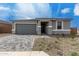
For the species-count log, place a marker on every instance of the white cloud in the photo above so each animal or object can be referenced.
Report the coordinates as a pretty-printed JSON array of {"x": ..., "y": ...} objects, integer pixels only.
[
  {"x": 76, "y": 10},
  {"x": 4, "y": 8},
  {"x": 32, "y": 10},
  {"x": 65, "y": 10}
]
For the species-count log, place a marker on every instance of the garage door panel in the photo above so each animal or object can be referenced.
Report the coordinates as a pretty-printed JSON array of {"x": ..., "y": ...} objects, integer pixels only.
[{"x": 26, "y": 28}]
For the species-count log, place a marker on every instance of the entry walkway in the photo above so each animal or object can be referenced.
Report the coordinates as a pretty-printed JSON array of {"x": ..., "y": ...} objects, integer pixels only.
[{"x": 27, "y": 53}]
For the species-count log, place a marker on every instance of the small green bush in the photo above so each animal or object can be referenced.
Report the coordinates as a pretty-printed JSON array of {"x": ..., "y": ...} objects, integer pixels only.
[{"x": 74, "y": 54}]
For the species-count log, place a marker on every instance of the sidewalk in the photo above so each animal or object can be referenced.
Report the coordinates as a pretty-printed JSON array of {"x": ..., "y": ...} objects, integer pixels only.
[{"x": 28, "y": 53}]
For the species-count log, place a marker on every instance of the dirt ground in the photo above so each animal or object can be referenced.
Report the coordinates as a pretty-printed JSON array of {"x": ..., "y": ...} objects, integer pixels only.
[{"x": 57, "y": 46}]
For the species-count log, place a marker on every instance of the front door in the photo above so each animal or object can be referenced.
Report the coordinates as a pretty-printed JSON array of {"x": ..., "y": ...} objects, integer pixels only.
[{"x": 43, "y": 27}]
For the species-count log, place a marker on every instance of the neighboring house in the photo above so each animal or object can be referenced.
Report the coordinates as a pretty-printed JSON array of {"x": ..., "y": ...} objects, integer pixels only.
[
  {"x": 42, "y": 26},
  {"x": 5, "y": 27}
]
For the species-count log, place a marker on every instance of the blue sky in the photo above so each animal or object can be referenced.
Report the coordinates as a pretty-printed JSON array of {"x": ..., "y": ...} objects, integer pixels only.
[{"x": 11, "y": 11}]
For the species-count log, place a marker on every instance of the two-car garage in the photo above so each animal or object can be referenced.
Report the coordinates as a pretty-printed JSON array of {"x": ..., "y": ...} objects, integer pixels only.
[{"x": 25, "y": 28}]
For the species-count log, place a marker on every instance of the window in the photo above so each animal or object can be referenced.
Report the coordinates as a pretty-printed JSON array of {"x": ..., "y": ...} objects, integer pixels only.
[{"x": 59, "y": 25}]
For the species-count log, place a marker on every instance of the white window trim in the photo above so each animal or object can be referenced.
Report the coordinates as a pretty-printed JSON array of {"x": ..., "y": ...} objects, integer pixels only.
[{"x": 62, "y": 25}]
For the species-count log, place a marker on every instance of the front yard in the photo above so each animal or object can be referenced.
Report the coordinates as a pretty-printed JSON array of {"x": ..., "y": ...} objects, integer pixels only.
[{"x": 55, "y": 46}]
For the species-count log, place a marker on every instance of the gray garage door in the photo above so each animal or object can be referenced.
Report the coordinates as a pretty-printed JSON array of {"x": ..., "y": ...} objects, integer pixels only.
[{"x": 25, "y": 29}]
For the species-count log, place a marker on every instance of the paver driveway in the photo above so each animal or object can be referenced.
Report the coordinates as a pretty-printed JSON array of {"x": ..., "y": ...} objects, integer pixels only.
[{"x": 16, "y": 43}]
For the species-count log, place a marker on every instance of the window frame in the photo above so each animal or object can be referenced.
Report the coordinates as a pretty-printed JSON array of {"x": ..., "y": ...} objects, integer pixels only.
[{"x": 57, "y": 25}]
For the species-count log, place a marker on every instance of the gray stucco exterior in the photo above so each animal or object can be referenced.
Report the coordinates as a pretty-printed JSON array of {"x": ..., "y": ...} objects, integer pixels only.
[{"x": 33, "y": 26}]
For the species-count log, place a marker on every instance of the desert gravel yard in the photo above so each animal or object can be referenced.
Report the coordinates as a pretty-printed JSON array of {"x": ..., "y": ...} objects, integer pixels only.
[{"x": 16, "y": 43}]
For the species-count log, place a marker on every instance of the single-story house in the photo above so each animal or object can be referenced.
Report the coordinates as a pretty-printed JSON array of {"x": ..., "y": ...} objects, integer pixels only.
[
  {"x": 5, "y": 27},
  {"x": 42, "y": 26}
]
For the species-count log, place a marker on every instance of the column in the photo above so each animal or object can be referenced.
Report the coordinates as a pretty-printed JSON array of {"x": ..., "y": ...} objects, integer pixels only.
[
  {"x": 13, "y": 27},
  {"x": 38, "y": 28},
  {"x": 49, "y": 27}
]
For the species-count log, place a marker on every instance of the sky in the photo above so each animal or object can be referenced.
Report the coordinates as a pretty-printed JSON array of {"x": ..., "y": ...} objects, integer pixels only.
[{"x": 15, "y": 11}]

--------------------

Can you reproduce all of the material above word for word, leaving out the pictures?

For the species-count log, place a marker on every instance of the white cloud in the photo above so each animal or object can be referenced.
Report the coordinates as a pretty-printed JSON array of {"x": ..., "y": ...} objects, integer pixels only.
[
  {"x": 76, "y": 10},
  {"x": 4, "y": 8},
  {"x": 32, "y": 10},
  {"x": 65, "y": 10}
]
For the species-count log, place a marker on every instance of the garage door panel in the photo above so each animal or object can be referenced.
Report the coordinates as a pretty-printed JSON array of {"x": ..., "y": ...} objects, integer pixels only.
[{"x": 26, "y": 28}]
For the species-count log, place a marker on every instance of the entry walkway in the photo above so each animal or object can be referenced.
Report the coordinates as a pretty-printed JSON array of {"x": ..., "y": ...} objects, integer pixels only.
[{"x": 27, "y": 53}]
For the species-count log, place a marker on every instance of the small green bush in the photo above so each animal or object can be referenced.
Report the coordinates as a pretty-printed JSON array of {"x": ..., "y": ...} objects, integer pixels only.
[{"x": 74, "y": 54}]
For the species-count log, place a marker on every instance of the sidewalk in the photo above so each animal or object can be referenced.
Report the coordinates as a pretty-printed JSON array of {"x": ..., "y": ...} objects, integer pixels only.
[{"x": 28, "y": 53}]
For the species-count log, place a marker on every instance of the dirt ground in the photo above so each animal or object can be referenced.
Report the coordinates as a pretty-printed JSON array of {"x": ..., "y": ...} objects, integer pixels only.
[{"x": 57, "y": 46}]
For the species-count log, place a marker on every instance of the front door in the photo above so each animal or object can be referenced.
Report the coordinates as a pretty-printed JSON array of {"x": ..., "y": ...} objects, integer pixels only.
[{"x": 43, "y": 27}]
For the species-count log, place a marker on every instance of the neighboring house in the photo above so each animal or object can be referenced.
Report the coordinates as a pretty-printed JSON array of {"x": ..., "y": ...} objects, integer pixels only.
[
  {"x": 42, "y": 26},
  {"x": 5, "y": 27}
]
For the species-count log, place a marker on every instance of the blue sky in the photo above so each animal or object can be referenced.
Report the coordinates as a pretty-printed JSON array of {"x": ..., "y": ...} objects, integer pixels only.
[{"x": 11, "y": 11}]
For the species-count log, place a marker on every instance of the two-car garage in the photo above so each animal or object can be referenced.
Report the coordinates as a pretty-printed JSON array of {"x": ..., "y": ...} objects, integer pixels only.
[{"x": 25, "y": 28}]
For the species-count log, place a marker on every instance of the window in the photo above so each animal or object can be referenced.
Report the coordinates as a pretty-printed JSON array of {"x": ..., "y": ...} objects, integer pixels only.
[{"x": 59, "y": 25}]
For the species-count log, place a marker on every instance of the white window trim in the photo above so each animal or object can be referenced.
Report the coordinates as a pretty-printed JSON array of {"x": ..., "y": ...} objects, integer pixels only.
[{"x": 62, "y": 25}]
For the species-count log, place a marker on every instance of the front yard in the photo above so each animal or object can be referenced.
Report the coordinates as a pretty-printed JSON array of {"x": ..., "y": ...} objects, integer pixels only.
[{"x": 55, "y": 46}]
For the species-count log, place a marker on every instance of the gray garage door in the photo above so each animal or object can be referenced.
Report the coordinates as a pretty-printed JSON array of {"x": ..., "y": ...} objects, integer pixels only.
[{"x": 25, "y": 29}]
For the species-count log, place a marker on every instance of the paver driveway in the photo above so each animal or object can be referenced.
Report the coordinates as a pretty-printed JSON array of {"x": ..., "y": ...} objects, integer pixels only.
[{"x": 16, "y": 43}]
For the species-count log, place a marker on every instance of the window frame in the photo above so each animal or object can be referenced.
Report the coordinates as a pretty-printed JSON array of {"x": ..., "y": ...} objects, integer pixels only.
[{"x": 57, "y": 25}]
For the species-count log, place a marker on every instance of the gray stucco exterior in the photo above so each animal or object can be referenced.
Report the coordinates as a pretty-printed JSON array of {"x": ..., "y": ...} objects, integer pixels only.
[{"x": 33, "y": 26}]
For the species-count log, place a marker on every instance of the desert gravel yard in the photo above so each animal or object can be referenced.
Report the coordinates as a pretty-printed JSON array of {"x": ..., "y": ...} objects, integer pixels only.
[{"x": 16, "y": 43}]
For the species-count log, place a marker on every instance of the single-story house in the photo above so each animal or object can be referenced.
Report the coordinates as a pretty-printed JSON array of {"x": ..., "y": ...} objects, integer pixels only.
[
  {"x": 5, "y": 27},
  {"x": 42, "y": 26}
]
For the species-count log, place a marker on every instance of the column in the photo above so each animal or object can be referenced.
Report the coordinates as a pretty-printed JSON array of {"x": ..., "y": ...} objects, integer pixels only.
[
  {"x": 13, "y": 27},
  {"x": 38, "y": 28},
  {"x": 49, "y": 27}
]
For the species-count log, place a marker on every instance of the sky in the photo above so each animal or object can be referenced.
Report the coordinates as a pretty-printed JSON array of {"x": ..., "y": ...} objects, integer pixels only.
[{"x": 15, "y": 11}]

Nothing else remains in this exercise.